Tasks
1. List every person named in the seminar description below.
2. According to the seminar description below, how many Jews had been deported by July 1944?

Reading text
## start

Arendt’s 1963 text was the beginning of some very tough discussions. It was not only criticized and attacked for having accused the so-called “Judenräte” of collaborating with the SS. Her interpretation of Eichmann’s character as a basically harmless fool was the subject of violent debates; so violent that Arendt lost old friends over it like Gershom Scholem. Is there really such a thing as a banality of evil, as the book’s subtitle claims? And did it show itself in the organisation of the Shoah? What would be a non-banal evil? Would it be the “radical evil” of Kant? The seminar is organized around the key events of organisation by Eichmann and the so-called “Eichmann-Kommando” of the deportation of Hungarian Jews in Budapest, mostly to Auschwitz-Birkenau, after March 1944. By July of the same year, 437,402 Jews had been deported. Thus the course will not only be about Arendt’s text in the narrow sense, but also about the entire context it opened. To this end, Eyal Sivan’s film “Un spécialiste, portrait d’un criminel moderne” (1999) will also be screened and discussed.

## end

Pointing dataset excerpts
## start

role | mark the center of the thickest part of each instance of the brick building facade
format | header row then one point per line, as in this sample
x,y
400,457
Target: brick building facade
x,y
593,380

## end

Outputs for the tasks
1. Arendt, Eichmann, Gershom Scholem, Kant, Eyal Sivan

2. 437,402